**Information given**

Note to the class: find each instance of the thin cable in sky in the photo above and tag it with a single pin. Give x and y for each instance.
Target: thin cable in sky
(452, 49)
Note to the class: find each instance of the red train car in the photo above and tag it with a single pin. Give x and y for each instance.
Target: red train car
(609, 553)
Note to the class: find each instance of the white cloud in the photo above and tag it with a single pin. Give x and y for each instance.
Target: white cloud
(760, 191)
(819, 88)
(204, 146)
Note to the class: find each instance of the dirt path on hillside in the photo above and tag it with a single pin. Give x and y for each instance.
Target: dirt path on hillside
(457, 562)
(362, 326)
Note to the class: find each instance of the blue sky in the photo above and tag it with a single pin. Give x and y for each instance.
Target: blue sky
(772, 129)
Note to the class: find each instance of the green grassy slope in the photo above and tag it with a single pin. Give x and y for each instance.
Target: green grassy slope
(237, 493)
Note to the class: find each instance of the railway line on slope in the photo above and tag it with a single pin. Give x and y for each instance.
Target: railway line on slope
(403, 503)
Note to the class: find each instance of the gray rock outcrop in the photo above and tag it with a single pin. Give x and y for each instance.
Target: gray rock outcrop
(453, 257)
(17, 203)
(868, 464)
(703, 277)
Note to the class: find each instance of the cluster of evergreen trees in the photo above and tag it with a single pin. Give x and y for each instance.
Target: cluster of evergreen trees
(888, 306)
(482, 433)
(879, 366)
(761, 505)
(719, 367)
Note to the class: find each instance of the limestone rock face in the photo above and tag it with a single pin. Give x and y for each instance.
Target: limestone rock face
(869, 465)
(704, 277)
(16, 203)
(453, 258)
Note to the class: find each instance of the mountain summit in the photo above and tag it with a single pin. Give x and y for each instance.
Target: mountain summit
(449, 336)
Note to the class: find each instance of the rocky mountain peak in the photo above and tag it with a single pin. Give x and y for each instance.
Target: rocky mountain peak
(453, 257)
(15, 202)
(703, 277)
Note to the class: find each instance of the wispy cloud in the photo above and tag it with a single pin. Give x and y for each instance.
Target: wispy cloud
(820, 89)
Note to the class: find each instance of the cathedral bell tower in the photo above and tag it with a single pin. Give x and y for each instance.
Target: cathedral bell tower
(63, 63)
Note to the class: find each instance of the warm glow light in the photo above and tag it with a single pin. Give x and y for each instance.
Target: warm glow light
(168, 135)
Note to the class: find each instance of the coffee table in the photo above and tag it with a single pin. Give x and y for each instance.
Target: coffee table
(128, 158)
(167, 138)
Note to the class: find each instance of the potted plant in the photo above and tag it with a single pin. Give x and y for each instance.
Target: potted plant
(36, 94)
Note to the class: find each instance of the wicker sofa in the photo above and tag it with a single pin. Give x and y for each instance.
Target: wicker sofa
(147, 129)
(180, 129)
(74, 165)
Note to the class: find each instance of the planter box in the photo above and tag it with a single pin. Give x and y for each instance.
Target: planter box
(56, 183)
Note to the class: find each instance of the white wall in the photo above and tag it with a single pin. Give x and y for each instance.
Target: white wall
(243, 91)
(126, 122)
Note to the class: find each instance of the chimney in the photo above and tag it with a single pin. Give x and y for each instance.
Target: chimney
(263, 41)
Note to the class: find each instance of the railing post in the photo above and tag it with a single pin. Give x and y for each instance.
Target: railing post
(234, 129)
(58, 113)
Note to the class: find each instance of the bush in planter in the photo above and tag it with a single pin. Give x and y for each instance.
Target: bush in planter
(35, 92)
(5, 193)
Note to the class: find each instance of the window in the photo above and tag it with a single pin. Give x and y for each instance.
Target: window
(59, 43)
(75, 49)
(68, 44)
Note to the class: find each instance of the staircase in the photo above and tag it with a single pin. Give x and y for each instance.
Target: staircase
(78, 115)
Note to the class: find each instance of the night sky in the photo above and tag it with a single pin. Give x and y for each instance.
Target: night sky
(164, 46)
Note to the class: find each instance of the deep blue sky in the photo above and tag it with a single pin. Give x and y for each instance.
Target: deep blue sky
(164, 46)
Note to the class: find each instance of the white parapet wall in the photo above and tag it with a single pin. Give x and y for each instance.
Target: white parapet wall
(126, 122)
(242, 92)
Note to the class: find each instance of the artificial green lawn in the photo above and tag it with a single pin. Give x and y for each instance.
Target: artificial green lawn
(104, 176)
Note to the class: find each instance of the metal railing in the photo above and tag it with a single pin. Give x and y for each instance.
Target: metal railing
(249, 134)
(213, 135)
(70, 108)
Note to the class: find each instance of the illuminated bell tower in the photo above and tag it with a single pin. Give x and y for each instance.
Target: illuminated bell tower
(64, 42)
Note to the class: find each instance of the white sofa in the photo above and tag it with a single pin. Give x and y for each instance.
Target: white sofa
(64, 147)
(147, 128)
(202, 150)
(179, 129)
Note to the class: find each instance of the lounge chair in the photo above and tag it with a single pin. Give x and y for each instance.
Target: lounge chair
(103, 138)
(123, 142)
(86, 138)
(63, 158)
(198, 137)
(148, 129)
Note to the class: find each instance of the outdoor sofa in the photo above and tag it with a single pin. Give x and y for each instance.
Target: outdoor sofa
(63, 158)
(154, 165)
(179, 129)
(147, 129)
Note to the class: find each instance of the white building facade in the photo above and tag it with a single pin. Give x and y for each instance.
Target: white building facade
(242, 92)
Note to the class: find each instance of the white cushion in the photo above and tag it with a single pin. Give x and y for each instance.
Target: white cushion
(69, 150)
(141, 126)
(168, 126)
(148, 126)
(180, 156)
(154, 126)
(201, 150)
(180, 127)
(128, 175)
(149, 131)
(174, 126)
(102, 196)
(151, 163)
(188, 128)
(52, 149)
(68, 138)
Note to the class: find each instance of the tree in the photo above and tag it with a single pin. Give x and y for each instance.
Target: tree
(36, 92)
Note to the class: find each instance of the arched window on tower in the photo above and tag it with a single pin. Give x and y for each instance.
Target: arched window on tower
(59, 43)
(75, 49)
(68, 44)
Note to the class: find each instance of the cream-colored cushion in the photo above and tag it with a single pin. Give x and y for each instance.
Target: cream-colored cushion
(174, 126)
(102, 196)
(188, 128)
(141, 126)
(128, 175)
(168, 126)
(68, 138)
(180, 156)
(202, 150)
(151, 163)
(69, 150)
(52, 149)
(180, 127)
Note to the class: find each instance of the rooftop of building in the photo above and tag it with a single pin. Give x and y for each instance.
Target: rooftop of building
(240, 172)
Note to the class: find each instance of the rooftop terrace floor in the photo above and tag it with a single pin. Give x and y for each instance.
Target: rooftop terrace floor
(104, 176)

**Work instructions**
Once you have read the data above, print all of it again exactly.

**Answer section**
Note to the class: find each instance of the thin cable in sky in the photo above and tag it with a single pin. Give x and y for each instance.
Target: thin cable in sky
(452, 49)
Note to the class: find each instance of the red train car in the photo above and tag it with a single pin. Give x and y for each instance.
Target: red train car
(609, 553)
Note to the class: find each instance of the white cloud in the photo above and tag it with a single pin. Give x and y for each instance.
Target: white cloud
(760, 191)
(819, 88)
(204, 146)
Note to the class: find each instance of the dirt path on hillside in the photo above and tag it with a single pin. Give x and y for each instance.
Target: dirt path on hillside
(457, 562)
(362, 326)
Note to the class: find each instance of the blue sky in the photo above and tag it with a single pin. Give x and y for each instance.
Target: blue sky
(772, 129)
Note to the class: find each instance of the green grassy slope in the photo above and tag it with a single pin. Give x and y for each instance.
Target: green grassy slope
(237, 493)
Note to the class: find each instance of the railway line on slope in the photo above and tag it with a single pin. Give x and y for each instance.
Target: railway line on slope
(403, 503)
Note to the class: find each instance of the gray rock outcrop in the photo above and tag it with a single pin. Give x and y for each instance.
Target: gray rock outcrop
(453, 257)
(17, 203)
(868, 464)
(703, 277)
Note to the class: find each instance of the cluster of evergreen trees in the photo above and tag it with a single pin. Give x and y for each instance.
Target: cluster of evergreen trees
(888, 306)
(482, 433)
(879, 366)
(761, 505)
(719, 367)
Note to the class: find each instance of the limestone rock face in the photo above and tag it with a single pin. Give x and y for each instance.
Target: limestone rock face
(869, 465)
(704, 277)
(16, 203)
(453, 258)
Note to the class: find each instance of the mountain summit in the photo above and tag it with a single pin. Give x and y for each instance.
Target: mountain summit
(449, 336)
Note to the class: find each instance of the rocky mountain peak in the photo above and tag it with a single pin. Give x and y for each instance.
Target: rocky mountain peak
(453, 257)
(15, 202)
(703, 277)
Note to the class: find each instance of the wispy cloud in the photo above and tag it with a single pin. Give x and y for each instance.
Target: wispy cloud
(820, 89)
Note to the class: find each instance of the cathedral bell tower in the photo above and tag it with a single pin. Give x and y for each instance.
Target: cathedral bell tower
(63, 63)
Note to the class: find each instance of the warm glow light in the photo above and tag it with a single pin. Give x and y for each instance.
Target: warm glow light
(168, 135)
Note to the class: find each instance of the coffee table in the photo above and tag it with a single pin. Give x and y for each instance.
Target: coffee table
(128, 158)
(167, 138)
Note to the class: find each instance of the potted plant in the photo above and tag it with a single pin. Give x and y for each instance.
Target: potted plant
(36, 94)
Note to the class: find each instance of the wicker sofa in the photo above and tag it with a single pin. Give x and y for each instance.
Target: wicker sofa
(147, 129)
(180, 129)
(74, 165)
Note to the class: find each instance of the planter box in the photo above and tag it with a single pin. Give x and y for each instance.
Target: planter box
(56, 183)
Note to the class: find each instance of the white wall in the photo above and tag it with a single pin. Give x and y for each instance.
Target: white wall
(243, 91)
(126, 122)
Note to the class: find each instance of the chimney in the photo above and tag it with a single pin. Give x and y for each instance.
Target: chimney
(263, 41)
Note to the class: find each instance of the railing post in the photo above and tag it with a single pin. Give x and y for each instance.
Target: railing post
(234, 129)
(58, 113)
Note to the class: find each instance of the bush in planter in the photo above and tag it with a single pin. Give x and y for each instance.
Target: bush in planter
(35, 92)
(5, 193)
Note to the class: find each instance of the window in the photo above and tag it with a single pin. Give x and y for each instance.
Target: window
(59, 43)
(75, 49)
(68, 44)
Note to the class: find each instance of the staircase in the photo above and tag it with a single pin. Give x and y for each instance.
Target: staircase
(78, 115)
Note to the class: find each instance of the night sky in the photo above and tag it with a single pin. Give x and y for each instance.
Target: night sky
(164, 46)
Note to the class: find each instance of the deep blue sky in the photo above and tag it with a single pin. Give x and y for each instance.
Target: deep blue sky
(164, 46)
Note to the class: find each instance of the white parapet wall in the photo above and tag it with a single pin. Give x and y for each instance.
Target: white parapet wall
(126, 122)
(242, 92)
Note to the class: find each instance of the artificial green lawn in the photo above and tag it with a single pin. Give x and y for each instance.
Target: artificial green lawn
(104, 176)
Note to the class: find each instance of the metal railing in the photo above and tag it with a single pin. Give x and y for each instance.
Target: metal railing
(249, 134)
(213, 135)
(70, 108)
Note to the class: find each instance of the illuminated bell tower in the photo above and tag it with a single pin. Give x and y for each instance.
Target: illuminated bell tower
(64, 42)
Note to the class: find each instance of the white sofa in the photo above and tag it with a single pin. Give x and y for each instance.
Target: white sofa
(64, 147)
(147, 128)
(202, 150)
(179, 129)
Note to the class: find each instance of the lounge chair in the photo above and tag it with a single pin. Give x and y for each instance.
Target: lounge chair
(103, 138)
(123, 142)
(86, 138)
(63, 158)
(198, 137)
(148, 129)
Note to the class: find each instance of the outdoor sofa in the photo above and tag it with a single pin. Give x and y for each instance.
Target: outdoor sofa
(63, 158)
(154, 165)
(179, 129)
(147, 129)
Note to the class: find each instance of the white building facade in the photo above and tag it with a single pin. Give x and y for each instance.
Target: white building facade
(242, 92)
Note to the class: find each instance of the white cushion in the photo above and tag it with a single pin. Give x and y for each instance.
Target: white cushion
(69, 150)
(141, 126)
(168, 126)
(148, 126)
(180, 156)
(154, 126)
(201, 150)
(180, 127)
(128, 175)
(149, 131)
(174, 126)
(102, 196)
(151, 163)
(188, 128)
(52, 149)
(68, 138)
Note to the class: find each instance of the tree in the photo above and tag it with a single pin. Give x and y for each instance.
Target: tree
(36, 92)
Note to the class: find each instance of the arched window on tower in the photo above and tag it with a single pin. Give x and y for each instance.
Target: arched window on tower
(59, 43)
(75, 49)
(68, 44)
Note to the class: find each instance of the cream-colored cushion in the photo above and tag it with a single pin. Give x and y for each instance.
Target: cream-colored cushion
(174, 126)
(102, 196)
(188, 128)
(141, 126)
(128, 175)
(168, 126)
(68, 138)
(180, 156)
(202, 150)
(151, 163)
(69, 150)
(52, 149)
(180, 127)
Note to the class: find each instance of the rooftop of building in the photo above and tag it with a single pin. Give x and y for each instance.
Target: rooftop of building
(240, 172)
Note to the class: find each instance of the rooftop terrace floor in the photo above and tag it with a single pin. Give x and y for each instance.
Target: rooftop terrace floor
(104, 176)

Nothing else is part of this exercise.